Requirement:
Count the lines of the records below that contain the string "shoulder", treating uppercase and lowercase as different, and reply with the number only.
'''
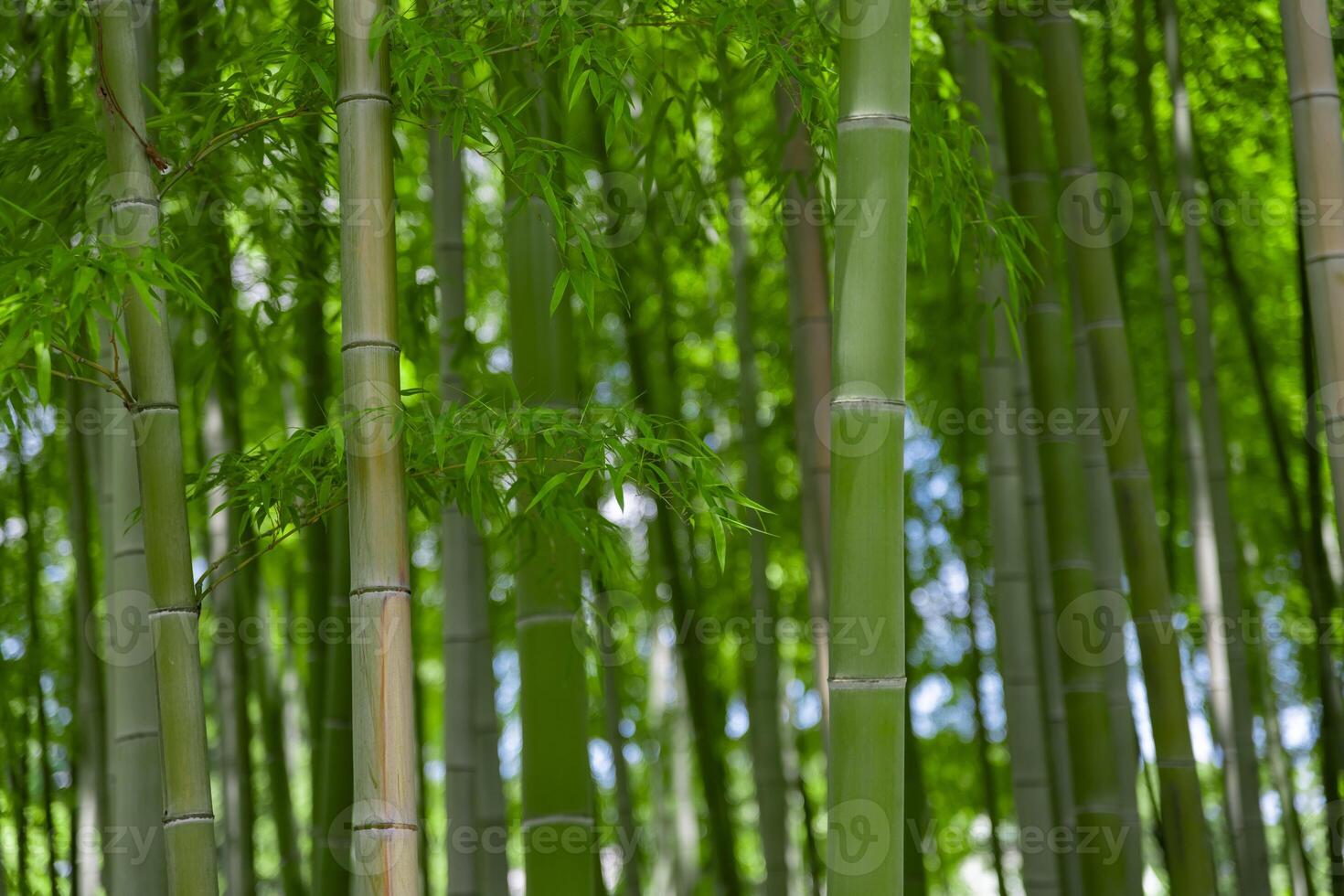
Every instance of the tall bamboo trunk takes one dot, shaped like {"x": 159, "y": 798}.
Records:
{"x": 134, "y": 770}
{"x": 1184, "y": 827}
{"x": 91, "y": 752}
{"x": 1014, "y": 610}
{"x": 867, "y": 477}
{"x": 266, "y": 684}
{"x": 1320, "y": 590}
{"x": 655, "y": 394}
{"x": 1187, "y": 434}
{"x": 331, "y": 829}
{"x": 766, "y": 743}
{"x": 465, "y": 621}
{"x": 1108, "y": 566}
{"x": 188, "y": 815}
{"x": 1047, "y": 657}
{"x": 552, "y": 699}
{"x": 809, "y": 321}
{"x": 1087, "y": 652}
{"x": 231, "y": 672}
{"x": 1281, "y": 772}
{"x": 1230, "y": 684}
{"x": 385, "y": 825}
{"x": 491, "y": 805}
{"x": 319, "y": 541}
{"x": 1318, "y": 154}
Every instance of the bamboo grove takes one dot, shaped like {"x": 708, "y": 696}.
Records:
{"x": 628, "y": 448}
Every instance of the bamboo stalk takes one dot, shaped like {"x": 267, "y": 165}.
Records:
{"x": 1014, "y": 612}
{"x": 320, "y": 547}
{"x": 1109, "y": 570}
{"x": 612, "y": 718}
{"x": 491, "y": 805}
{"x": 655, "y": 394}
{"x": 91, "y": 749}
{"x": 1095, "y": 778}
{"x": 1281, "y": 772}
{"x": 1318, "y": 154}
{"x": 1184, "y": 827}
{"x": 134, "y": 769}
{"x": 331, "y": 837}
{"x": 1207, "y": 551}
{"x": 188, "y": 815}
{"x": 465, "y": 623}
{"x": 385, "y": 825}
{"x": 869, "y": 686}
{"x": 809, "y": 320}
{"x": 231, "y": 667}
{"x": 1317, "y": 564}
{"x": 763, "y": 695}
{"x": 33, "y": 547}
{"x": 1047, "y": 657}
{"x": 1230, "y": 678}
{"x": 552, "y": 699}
'''
'''
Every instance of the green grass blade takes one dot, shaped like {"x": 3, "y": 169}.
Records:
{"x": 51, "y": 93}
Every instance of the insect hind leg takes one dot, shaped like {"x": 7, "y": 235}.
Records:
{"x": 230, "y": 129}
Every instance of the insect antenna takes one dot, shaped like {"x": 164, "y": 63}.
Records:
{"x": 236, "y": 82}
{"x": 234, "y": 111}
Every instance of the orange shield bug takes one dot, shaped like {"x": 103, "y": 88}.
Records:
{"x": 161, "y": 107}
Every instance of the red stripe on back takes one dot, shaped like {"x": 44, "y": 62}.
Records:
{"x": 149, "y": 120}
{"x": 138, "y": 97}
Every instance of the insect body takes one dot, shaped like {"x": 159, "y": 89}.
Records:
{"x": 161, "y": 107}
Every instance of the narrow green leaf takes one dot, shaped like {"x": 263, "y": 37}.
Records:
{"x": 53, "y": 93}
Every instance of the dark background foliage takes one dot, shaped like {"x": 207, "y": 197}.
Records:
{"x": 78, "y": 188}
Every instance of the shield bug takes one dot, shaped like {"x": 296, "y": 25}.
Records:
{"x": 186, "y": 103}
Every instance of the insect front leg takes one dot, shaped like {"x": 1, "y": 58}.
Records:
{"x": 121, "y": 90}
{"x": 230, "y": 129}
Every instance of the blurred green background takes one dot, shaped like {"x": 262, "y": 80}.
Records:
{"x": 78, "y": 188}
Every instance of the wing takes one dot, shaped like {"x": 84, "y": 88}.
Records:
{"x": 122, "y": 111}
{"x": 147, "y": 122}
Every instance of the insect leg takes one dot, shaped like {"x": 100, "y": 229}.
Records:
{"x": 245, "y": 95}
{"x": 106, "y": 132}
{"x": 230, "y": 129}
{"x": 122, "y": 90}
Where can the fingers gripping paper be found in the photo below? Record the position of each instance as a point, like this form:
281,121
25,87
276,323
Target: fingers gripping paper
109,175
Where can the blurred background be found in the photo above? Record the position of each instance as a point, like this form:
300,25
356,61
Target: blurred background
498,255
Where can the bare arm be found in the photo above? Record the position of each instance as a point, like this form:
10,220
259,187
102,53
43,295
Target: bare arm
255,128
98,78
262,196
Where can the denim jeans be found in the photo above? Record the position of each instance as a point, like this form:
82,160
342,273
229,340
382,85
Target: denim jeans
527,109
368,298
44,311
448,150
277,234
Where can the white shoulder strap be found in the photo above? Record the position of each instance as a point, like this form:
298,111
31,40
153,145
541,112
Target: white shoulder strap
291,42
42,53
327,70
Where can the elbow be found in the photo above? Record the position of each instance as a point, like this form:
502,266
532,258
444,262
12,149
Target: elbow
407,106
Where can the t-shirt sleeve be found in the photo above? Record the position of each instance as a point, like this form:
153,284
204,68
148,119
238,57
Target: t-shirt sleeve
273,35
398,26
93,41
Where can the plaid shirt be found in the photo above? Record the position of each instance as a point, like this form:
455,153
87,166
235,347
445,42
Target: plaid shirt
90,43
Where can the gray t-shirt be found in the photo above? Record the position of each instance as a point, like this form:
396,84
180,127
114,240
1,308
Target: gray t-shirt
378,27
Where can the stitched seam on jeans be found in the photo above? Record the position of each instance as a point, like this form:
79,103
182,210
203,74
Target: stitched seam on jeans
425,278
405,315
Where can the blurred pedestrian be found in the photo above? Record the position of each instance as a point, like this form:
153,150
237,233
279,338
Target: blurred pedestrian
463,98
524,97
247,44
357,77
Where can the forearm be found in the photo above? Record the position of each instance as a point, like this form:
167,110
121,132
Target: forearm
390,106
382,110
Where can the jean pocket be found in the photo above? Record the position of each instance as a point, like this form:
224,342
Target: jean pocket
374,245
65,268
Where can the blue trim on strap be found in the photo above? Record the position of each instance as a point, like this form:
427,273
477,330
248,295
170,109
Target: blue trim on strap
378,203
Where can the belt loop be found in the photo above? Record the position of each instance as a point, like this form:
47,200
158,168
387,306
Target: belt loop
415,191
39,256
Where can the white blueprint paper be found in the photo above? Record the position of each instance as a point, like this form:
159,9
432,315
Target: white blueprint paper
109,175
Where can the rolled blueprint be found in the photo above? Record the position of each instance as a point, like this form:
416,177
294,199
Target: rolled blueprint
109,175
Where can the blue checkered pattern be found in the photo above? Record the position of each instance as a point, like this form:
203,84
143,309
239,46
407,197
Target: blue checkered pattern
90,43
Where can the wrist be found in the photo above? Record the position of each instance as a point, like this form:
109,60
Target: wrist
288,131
'''
Response to this exercise:
2